*PASSAGE SHOWN*.
Hi Everyone –

 

In the past, a few people have noted the inability to view specific processes and resources being used on individual Premise compute nodes during execution, akin to what the “top” Linux utility provides.  Slurm utilities like “sstat” can give average and max values for an entire job, but not real-time, process level details. Likewise, “top” can only monitor the head node, and not compute nodes.

 

To address this need, we’ve developed a program now available on Premise named “slurm-monitor”, available in the linuxbrew/colsa module.  Usage is as follows:

 

“slurm-monitor <Job ID>”

 

Where “<Job ID>” is the ID of the Slurm job (reported during job submission, or at any time by running the “squeue” command)

 

Slurm-Monitor provides a wrapper for “top” – all information “top” normally provides is shown for a node running the specified job, with additional Slurm job details at the bottom of the screen.  If the job is running across multiple nodes, the currently monitored node can be cycled using the “[“ and “]” keys.  A screenshot of slurm-monitor is attached.

 

We will also be incorporating additional usage information (GPU, disk, memory, etc) into this program in the future.

 

Thanks –

 

Toni Westbrook

Computational Scientist

Research Computing Center, College of Life Sciences and Agriculture

University of New Hampshire

Office: 436 Gregg Hall

*WHAT YOU WILL DO*.
[1] According to the slurm-monitor announcement, which module makes slurm-monitor available?
[2] Translate this sentence from the slurm-monitor announcement into Spanish: "We will also be incorporating additional usage information (GPU, disk, memory, etc) into this program in the future."
[3] Print the slurm-monitor announcement from "In the past, a" up to and including "not compute nodes.".

*RECORDS SHOWN*.
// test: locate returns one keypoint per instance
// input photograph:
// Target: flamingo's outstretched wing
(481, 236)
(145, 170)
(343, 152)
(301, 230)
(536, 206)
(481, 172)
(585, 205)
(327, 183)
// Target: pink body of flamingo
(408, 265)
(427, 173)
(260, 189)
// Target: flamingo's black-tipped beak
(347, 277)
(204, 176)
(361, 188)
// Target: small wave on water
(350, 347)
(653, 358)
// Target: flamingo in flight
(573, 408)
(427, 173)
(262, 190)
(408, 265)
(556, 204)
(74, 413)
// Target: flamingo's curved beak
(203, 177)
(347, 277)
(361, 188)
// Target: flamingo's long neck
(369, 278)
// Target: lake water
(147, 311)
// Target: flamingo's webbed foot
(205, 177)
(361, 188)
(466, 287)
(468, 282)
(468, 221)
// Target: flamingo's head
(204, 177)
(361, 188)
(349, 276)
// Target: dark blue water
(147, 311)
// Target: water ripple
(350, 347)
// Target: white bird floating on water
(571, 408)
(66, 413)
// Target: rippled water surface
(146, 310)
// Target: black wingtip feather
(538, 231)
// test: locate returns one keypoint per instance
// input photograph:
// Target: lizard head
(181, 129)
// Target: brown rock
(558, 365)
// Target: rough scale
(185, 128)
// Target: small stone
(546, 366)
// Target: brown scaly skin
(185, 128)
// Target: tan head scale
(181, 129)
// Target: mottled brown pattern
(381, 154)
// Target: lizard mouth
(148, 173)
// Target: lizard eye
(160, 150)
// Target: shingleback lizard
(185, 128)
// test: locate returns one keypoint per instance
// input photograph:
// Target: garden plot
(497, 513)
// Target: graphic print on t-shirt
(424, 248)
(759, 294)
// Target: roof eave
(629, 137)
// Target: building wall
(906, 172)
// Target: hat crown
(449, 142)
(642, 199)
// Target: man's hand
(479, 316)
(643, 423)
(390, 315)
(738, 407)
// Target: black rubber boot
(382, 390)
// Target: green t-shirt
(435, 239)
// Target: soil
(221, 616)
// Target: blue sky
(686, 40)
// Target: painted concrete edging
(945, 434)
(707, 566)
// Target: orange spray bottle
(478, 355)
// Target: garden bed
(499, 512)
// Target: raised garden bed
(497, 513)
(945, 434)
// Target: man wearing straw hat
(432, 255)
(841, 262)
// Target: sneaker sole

*ANSWERS*.
[1] The linuxbrew/colsa module.

[2] En el futuro también incorporaremos a este programa información adicional de uso (GPU, disco, memoria, etc.).

[3]
In the past, a few people have noted the inability to view specific processes and resources being used on individual Premise compute nodes during execution, akin to what the “top” Linux utility provides.  Slurm utilities like “sstat” can give average and max values for an entire job, but not real-time, process level details. Likewise, “top” can only monitor the head node, and not compute nodes.